___ RECORDS FOR THIS EXERCISE ___
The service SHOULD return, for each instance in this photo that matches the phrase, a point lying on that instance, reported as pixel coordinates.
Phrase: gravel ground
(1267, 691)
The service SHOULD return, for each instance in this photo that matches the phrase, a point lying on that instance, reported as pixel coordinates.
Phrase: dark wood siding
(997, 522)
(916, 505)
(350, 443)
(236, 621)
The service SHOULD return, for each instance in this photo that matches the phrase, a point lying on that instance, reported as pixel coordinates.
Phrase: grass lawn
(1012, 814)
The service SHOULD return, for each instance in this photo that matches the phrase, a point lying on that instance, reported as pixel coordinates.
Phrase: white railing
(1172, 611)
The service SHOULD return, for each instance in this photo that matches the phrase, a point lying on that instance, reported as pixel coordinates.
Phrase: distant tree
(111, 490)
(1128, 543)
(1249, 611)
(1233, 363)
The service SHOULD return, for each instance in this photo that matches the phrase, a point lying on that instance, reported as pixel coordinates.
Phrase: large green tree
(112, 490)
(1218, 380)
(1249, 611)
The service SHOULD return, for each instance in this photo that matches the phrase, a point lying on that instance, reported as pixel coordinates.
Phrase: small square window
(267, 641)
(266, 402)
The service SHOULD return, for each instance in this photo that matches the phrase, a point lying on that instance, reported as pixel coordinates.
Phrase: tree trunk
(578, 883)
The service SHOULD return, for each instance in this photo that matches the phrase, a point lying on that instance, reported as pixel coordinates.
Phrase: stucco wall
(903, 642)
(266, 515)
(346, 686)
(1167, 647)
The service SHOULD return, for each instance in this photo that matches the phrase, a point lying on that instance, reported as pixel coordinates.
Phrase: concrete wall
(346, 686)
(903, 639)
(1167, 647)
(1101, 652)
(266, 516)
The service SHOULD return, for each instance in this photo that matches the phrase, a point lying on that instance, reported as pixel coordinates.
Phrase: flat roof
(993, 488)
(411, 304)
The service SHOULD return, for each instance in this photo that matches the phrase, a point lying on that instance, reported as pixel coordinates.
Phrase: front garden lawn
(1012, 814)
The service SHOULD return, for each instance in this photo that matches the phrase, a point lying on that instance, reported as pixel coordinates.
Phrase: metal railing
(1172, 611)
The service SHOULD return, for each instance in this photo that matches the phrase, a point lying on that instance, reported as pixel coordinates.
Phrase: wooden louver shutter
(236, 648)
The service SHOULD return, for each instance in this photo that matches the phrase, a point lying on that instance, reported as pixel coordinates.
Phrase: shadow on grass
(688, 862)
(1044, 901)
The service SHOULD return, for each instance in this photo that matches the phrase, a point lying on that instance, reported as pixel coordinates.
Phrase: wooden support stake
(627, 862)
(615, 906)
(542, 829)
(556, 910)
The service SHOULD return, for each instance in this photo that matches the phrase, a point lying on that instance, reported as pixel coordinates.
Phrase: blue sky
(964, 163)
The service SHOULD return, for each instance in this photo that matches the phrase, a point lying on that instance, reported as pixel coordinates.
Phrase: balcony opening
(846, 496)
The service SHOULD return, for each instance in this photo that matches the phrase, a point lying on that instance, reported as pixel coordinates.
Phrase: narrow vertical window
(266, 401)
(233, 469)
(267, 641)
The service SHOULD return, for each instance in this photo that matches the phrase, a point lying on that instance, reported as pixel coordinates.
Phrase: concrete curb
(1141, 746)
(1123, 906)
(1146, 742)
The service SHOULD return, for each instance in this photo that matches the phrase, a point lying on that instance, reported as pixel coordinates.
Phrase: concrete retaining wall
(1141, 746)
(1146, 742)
___
WORK INSTRUCTIONS: Copy out the records from the first line through the line containing "(1233, 363)", with the requests included, and offset every pixel coordinate in the answers by adding 75 to it.

FULL ANSWER:
The service SHOULD return, for each instance in this photo that matches the phrase, a point lying on that instance, reported as pixel coordinates.
Phrase: gravel ground
(1342, 766)
The service SHOULD return, for each instance in this photo that matches the phrase, a point lying on that instance, reported as pixel coordinates.
Phrase: dark wood siding
(1072, 597)
(991, 580)
(425, 518)
(311, 696)
The service SHOULD return, for each instance in this photo that matches the phrase, a point lying on that instance, reported as pixel coordinates.
Phrase: grass lawn
(1087, 889)
The service SHOULD return, for each instance in this photo that matches the phrase, a point lying on that instance, reported as pixel coordinates.
Phrase: white railing
(1247, 686)
The service SHOULD return, for each instance in this photo that matches the phrase, a point lying on that instance, reported as pixel coordinates.
Phrase: distant tree
(186, 565)
(1203, 618)
(1324, 686)
(1308, 438)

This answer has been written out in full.